── Passage

Vince Poscente is an internationally acclaimed keynote speaker, founder of The Goal Acceleration Institute, and author of both The Ant and the Elephant and The Age of Speed. His specialty? Helping people achieve big goals in less time. Given that in just four years, Poscente himself trained to go from recreational skier to an Olympic speed skier competing in the 1992 Albertville Olympic Games, we’re thinking he’s pretty well qualified to tell us a thing or two about just going for it, achieving our dreams, and living the lives we want. So, with our interest in his theories piqued, we went ahead and did – probably just what he would do we called him up, and asked him for an interview. He said yes. So, in the spirit of Poscente, we set the clock to five minutes… And without further ado, let’s ready, set, go!

gA: Can you tell us a little about your background and explain how you believe your past got you to your present?

VP: Well, I’ll try to keep this as succinct as possible. What I’m best known for is having gone from recreational skier to an Olympian – who, at my peak, ranked 10th in the world – in just four years. This achievement alone is proof that I somehow put together an effective formula for reaching big goals fast, in this case the Olympic Games.

────
── Rows

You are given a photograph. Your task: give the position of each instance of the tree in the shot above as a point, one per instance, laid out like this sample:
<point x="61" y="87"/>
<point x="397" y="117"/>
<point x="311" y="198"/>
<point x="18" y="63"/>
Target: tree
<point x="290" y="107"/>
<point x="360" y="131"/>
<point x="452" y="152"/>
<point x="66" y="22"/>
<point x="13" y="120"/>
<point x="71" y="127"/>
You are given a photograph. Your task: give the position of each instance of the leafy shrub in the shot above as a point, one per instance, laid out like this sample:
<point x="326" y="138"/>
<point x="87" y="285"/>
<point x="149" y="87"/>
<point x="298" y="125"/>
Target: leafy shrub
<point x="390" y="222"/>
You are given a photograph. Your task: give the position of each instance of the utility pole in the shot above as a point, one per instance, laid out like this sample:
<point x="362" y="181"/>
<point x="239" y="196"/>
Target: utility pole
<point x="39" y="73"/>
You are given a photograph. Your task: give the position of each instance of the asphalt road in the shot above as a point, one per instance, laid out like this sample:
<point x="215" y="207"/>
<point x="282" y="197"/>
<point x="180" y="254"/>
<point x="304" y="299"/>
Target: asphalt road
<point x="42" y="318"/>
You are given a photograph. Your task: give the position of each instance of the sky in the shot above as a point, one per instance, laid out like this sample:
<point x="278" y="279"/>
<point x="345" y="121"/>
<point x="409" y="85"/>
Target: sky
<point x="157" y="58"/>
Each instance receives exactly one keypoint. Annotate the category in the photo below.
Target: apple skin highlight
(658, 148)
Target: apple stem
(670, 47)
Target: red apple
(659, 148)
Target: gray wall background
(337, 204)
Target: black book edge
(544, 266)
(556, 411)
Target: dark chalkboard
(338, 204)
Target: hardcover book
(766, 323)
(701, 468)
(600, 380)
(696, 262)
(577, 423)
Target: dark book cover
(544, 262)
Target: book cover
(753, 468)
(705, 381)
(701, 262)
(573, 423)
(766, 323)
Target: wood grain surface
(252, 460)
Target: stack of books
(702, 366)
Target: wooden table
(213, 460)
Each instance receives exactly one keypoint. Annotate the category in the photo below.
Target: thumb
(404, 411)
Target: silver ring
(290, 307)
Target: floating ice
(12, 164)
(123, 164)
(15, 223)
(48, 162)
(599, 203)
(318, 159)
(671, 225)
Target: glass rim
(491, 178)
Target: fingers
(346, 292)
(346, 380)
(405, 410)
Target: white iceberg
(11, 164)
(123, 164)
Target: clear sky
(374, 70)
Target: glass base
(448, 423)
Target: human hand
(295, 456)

────

◆ **Short problem**: Reproduce word for word the part of the interview text between "gA: Can you" and "the Olympic Games.", inclusive. Use only the interview text and not the entries.

◆ **Complete output**:
gA: Can you tell us a little about your background and explain how you believe your past got you to your present?

VP: Well, I’ll try to keep this as succinct as possible. What I’m best known for is having gone from recreational skier to an Olympian – who, at my peak, ranked 10th in the world – in just four years. This achievement alone is proof that I somehow put together an effective formula for reaching big goals fast, in this case the Olympic Games.